**Requirement**:
Present the entries as a numbered list, omitting any blank lines, from the first line of the entries up to and including the line that contains "<point>385,385</point>".

----

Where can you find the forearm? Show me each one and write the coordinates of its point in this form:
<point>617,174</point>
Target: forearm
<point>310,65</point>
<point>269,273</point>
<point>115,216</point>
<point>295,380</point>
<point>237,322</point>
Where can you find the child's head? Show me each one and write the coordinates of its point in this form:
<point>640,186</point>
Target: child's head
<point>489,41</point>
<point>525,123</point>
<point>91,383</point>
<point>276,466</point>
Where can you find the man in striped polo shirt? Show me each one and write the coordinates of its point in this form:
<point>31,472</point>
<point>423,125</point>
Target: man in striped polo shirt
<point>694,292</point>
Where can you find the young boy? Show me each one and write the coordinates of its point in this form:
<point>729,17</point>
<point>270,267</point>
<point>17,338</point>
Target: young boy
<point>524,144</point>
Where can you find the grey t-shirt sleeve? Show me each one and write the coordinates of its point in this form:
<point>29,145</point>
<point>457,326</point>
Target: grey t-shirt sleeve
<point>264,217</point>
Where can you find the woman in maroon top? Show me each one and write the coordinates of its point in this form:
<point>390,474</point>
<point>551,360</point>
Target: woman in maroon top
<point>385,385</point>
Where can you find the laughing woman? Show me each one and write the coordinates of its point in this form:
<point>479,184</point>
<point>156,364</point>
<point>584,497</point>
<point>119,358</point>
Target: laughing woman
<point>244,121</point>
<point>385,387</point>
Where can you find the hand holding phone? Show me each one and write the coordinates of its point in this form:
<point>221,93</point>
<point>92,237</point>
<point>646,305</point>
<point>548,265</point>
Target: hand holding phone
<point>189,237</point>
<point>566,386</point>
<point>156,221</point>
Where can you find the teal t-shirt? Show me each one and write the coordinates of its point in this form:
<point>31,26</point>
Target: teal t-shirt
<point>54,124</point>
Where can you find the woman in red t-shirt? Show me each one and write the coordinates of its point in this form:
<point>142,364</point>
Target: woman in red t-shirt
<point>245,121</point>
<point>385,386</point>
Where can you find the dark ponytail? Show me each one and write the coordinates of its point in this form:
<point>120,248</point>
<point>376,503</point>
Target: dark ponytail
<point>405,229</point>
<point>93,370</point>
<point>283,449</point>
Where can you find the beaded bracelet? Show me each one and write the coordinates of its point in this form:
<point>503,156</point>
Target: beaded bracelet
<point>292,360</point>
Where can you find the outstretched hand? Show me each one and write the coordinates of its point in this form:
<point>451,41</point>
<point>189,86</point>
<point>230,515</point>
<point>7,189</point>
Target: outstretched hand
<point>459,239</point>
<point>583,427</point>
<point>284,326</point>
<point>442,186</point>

----

**Exercise answer**:
1. Where can you find the forearm? Show me each one and write the coordinates of its point in this form:
2. <point>617,174</point>
3. Target: forearm
4. <point>310,65</point>
5. <point>269,273</point>
6. <point>115,216</point>
7. <point>295,380</point>
8. <point>237,322</point>
9. Where can you find the child's head? Show me each one and write the coordinates of its point in this form:
10. <point>640,186</point>
11. Target: child's head
12. <point>489,41</point>
13. <point>525,123</point>
14. <point>91,383</point>
15. <point>276,466</point>
16. Where can you find the man in striped polo shirt? Show me each one and write the coordinates of its point in this form:
17. <point>31,472</point>
18. <point>423,125</point>
19. Target: man in striped polo shirt
20. <point>694,292</point>
21. Where can you find the young boy? Show me each one and write the coordinates of its point in this form:
22. <point>729,17</point>
23. <point>270,267</point>
24. <point>17,338</point>
25. Target: young boy
26. <point>524,144</point>
27. Where can you find the grey t-shirt sleeve? Show me each one and write the coordinates of its point in this form:
28. <point>29,145</point>
29. <point>457,326</point>
30. Target: grey t-shirt sleeve
31. <point>264,217</point>
32. Where can you find the woman in maroon top? Show me each one and write the coordinates of its point in this form:
33. <point>390,474</point>
34. <point>551,360</point>
35. Target: woman in maroon top
36. <point>385,385</point>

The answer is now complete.